─── Information given

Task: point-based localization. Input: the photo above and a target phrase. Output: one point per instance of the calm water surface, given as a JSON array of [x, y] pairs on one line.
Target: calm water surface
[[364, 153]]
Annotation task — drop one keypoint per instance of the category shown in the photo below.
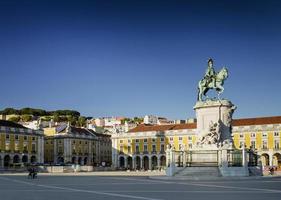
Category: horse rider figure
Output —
(210, 75)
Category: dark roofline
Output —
(11, 124)
(235, 122)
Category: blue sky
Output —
(131, 58)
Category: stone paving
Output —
(83, 186)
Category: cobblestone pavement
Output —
(133, 187)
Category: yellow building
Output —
(71, 145)
(144, 147)
(19, 145)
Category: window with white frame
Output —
(264, 144)
(253, 144)
(241, 144)
(276, 144)
(121, 149)
(154, 148)
(145, 148)
(162, 147)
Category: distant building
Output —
(71, 145)
(19, 145)
(150, 119)
(144, 147)
(154, 120)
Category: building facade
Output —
(71, 145)
(144, 147)
(20, 146)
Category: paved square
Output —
(97, 187)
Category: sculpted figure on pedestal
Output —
(213, 135)
(212, 80)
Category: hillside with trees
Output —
(29, 114)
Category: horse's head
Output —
(223, 73)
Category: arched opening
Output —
(16, 159)
(33, 159)
(85, 160)
(7, 161)
(73, 160)
(24, 159)
(163, 161)
(265, 159)
(130, 162)
(60, 160)
(145, 163)
(80, 161)
(154, 162)
(138, 163)
(121, 162)
(277, 160)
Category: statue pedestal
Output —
(212, 111)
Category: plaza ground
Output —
(84, 187)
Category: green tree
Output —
(56, 117)
(26, 118)
(72, 119)
(9, 111)
(82, 121)
(14, 119)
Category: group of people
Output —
(32, 172)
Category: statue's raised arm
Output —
(212, 80)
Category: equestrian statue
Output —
(212, 80)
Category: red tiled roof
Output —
(235, 122)
(257, 121)
(145, 128)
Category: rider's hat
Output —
(210, 60)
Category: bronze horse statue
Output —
(204, 85)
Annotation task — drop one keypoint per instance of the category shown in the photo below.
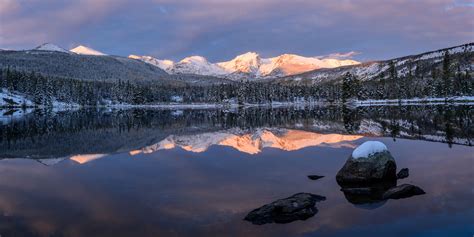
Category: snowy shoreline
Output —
(418, 101)
(10, 100)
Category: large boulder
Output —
(300, 206)
(403, 173)
(369, 163)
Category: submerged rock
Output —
(300, 206)
(403, 191)
(371, 162)
(403, 173)
(358, 194)
(315, 177)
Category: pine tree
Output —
(447, 85)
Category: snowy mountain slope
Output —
(81, 49)
(248, 65)
(197, 65)
(51, 47)
(166, 65)
(9, 99)
(376, 69)
(83, 67)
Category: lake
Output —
(151, 172)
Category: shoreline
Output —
(462, 100)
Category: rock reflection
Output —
(300, 206)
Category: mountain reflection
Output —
(251, 142)
(54, 134)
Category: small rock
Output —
(403, 173)
(403, 191)
(315, 177)
(300, 206)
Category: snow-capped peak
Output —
(81, 49)
(51, 47)
(197, 65)
(166, 65)
(247, 63)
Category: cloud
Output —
(220, 29)
(347, 55)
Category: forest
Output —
(446, 79)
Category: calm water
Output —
(199, 172)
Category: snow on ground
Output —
(9, 115)
(368, 148)
(415, 100)
(9, 99)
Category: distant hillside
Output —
(462, 55)
(84, 67)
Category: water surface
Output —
(199, 172)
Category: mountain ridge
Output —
(247, 65)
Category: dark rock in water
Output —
(377, 167)
(315, 177)
(357, 191)
(300, 206)
(358, 194)
(403, 173)
(403, 191)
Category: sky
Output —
(221, 29)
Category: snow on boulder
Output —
(368, 148)
(371, 162)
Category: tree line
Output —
(448, 79)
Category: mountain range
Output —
(247, 65)
(248, 78)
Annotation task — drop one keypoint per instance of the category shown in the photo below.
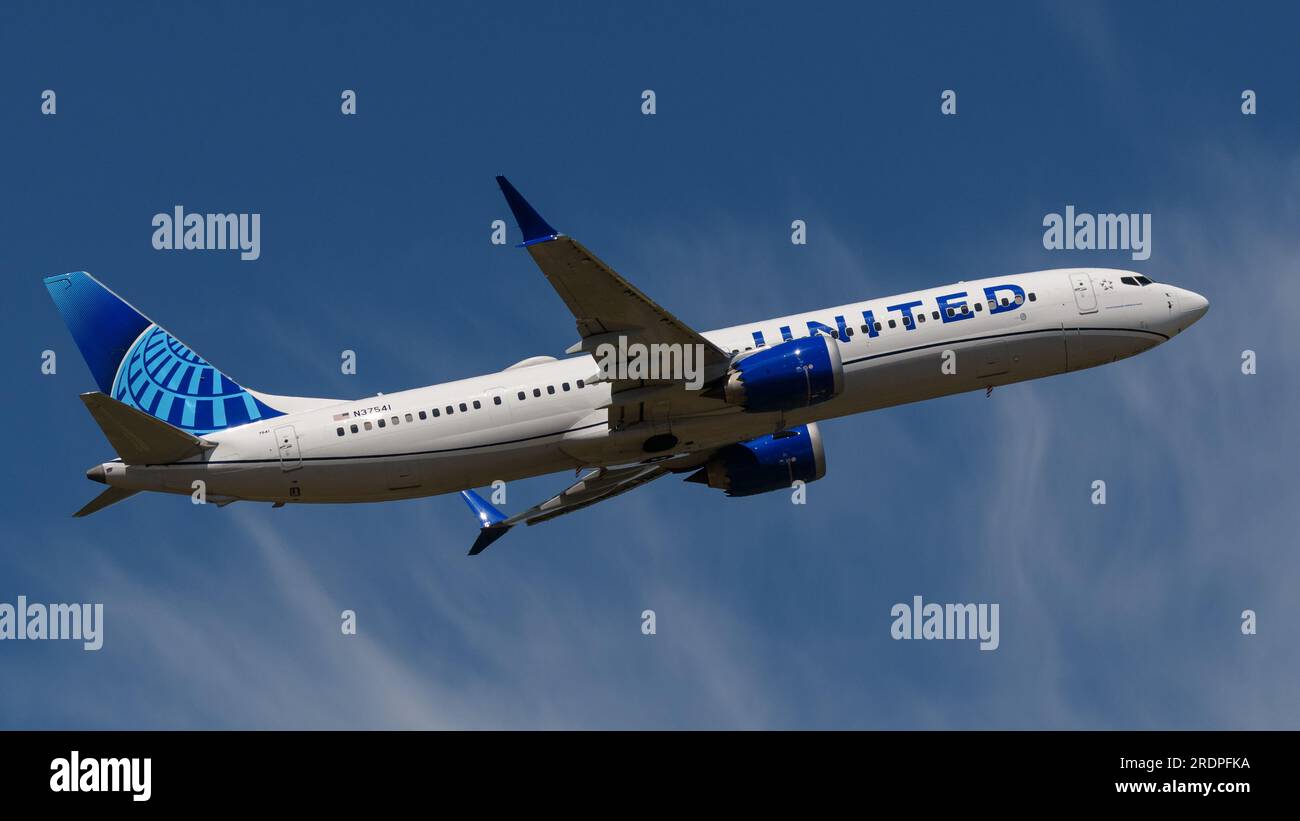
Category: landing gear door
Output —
(286, 442)
(1084, 296)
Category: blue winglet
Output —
(490, 518)
(534, 229)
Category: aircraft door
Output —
(497, 405)
(1084, 296)
(286, 442)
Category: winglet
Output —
(531, 222)
(490, 518)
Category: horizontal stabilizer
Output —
(109, 496)
(139, 438)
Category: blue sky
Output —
(376, 239)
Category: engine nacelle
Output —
(793, 374)
(766, 464)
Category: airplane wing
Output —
(597, 485)
(607, 309)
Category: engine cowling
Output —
(766, 464)
(793, 374)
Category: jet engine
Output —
(793, 374)
(766, 464)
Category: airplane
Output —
(746, 424)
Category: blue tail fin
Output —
(142, 365)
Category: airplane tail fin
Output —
(137, 363)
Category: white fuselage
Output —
(1077, 318)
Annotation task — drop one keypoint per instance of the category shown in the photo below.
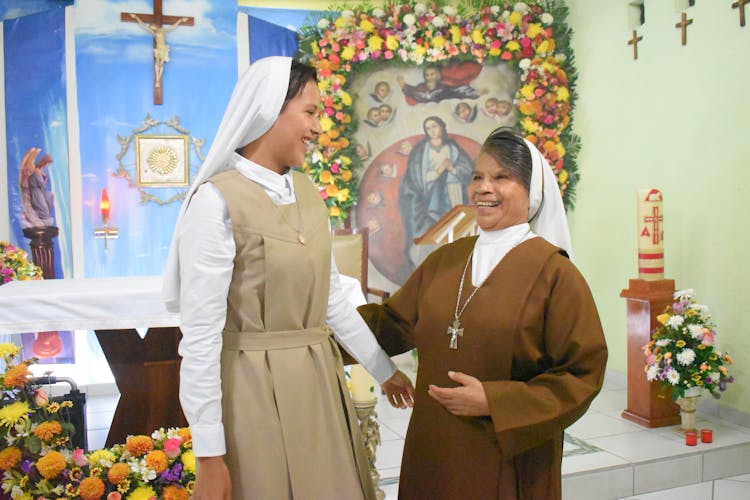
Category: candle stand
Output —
(370, 430)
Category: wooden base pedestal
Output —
(647, 404)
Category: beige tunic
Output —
(532, 335)
(290, 425)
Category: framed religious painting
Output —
(162, 160)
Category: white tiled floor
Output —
(631, 463)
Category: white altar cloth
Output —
(98, 304)
(83, 304)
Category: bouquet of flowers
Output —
(682, 354)
(38, 462)
(15, 265)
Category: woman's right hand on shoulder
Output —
(212, 481)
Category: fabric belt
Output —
(264, 341)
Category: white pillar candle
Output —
(650, 235)
(362, 384)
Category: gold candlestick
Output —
(370, 429)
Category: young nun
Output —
(511, 349)
(251, 273)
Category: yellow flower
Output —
(375, 42)
(342, 195)
(347, 54)
(367, 26)
(47, 430)
(188, 461)
(438, 42)
(455, 33)
(391, 42)
(534, 30)
(51, 464)
(8, 349)
(14, 413)
(142, 493)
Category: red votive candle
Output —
(691, 438)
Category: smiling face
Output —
(500, 199)
(297, 125)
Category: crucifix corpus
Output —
(740, 4)
(634, 42)
(158, 25)
(683, 24)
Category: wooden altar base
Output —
(648, 405)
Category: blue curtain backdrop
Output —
(35, 107)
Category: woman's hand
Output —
(212, 480)
(468, 400)
(399, 390)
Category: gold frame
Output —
(162, 160)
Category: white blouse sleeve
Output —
(207, 253)
(353, 333)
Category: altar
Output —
(145, 368)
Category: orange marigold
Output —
(16, 376)
(157, 460)
(10, 457)
(91, 488)
(139, 445)
(47, 430)
(51, 464)
(118, 473)
(173, 492)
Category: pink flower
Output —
(79, 458)
(172, 447)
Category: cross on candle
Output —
(634, 42)
(684, 23)
(740, 4)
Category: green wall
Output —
(675, 119)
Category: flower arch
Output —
(532, 37)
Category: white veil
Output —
(546, 209)
(253, 108)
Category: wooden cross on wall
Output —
(684, 23)
(740, 4)
(158, 25)
(634, 42)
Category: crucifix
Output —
(158, 25)
(684, 23)
(740, 4)
(634, 42)
(455, 331)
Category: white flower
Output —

──────

→ Task requirements:
Give back, exactly as written, the stretch from the line with "Category: distant building" through the line with "Category: statue's raised arm", and no other lines from the records above.

→ Expected answer:
Category: distant building
Output —
(71, 145)
(19, 145)
(150, 119)
(144, 147)
(154, 120)
Category: building facade
Output —
(71, 145)
(144, 147)
(20, 146)
Category: paved square
Output —
(97, 187)
Category: sculpted figure on pedestal
Output —
(213, 135)
(212, 80)
Category: hillside with trees
Output —
(29, 114)
Category: horse's head
Output —
(223, 73)
Category: arched opening
Output —
(16, 159)
(33, 159)
(85, 160)
(7, 161)
(73, 160)
(24, 159)
(163, 161)
(265, 159)
(130, 162)
(60, 160)
(145, 163)
(80, 161)
(154, 162)
(138, 163)
(121, 162)
(277, 160)
Category: statue pedestal
Output —
(212, 111)
Category: plaza ground
Output —
(84, 187)
Category: green tree
Output —
(56, 117)
(26, 118)
(72, 119)
(9, 111)
(82, 121)
(14, 119)
Category: group of people
Output —
(32, 172)
Category: statue's raised arm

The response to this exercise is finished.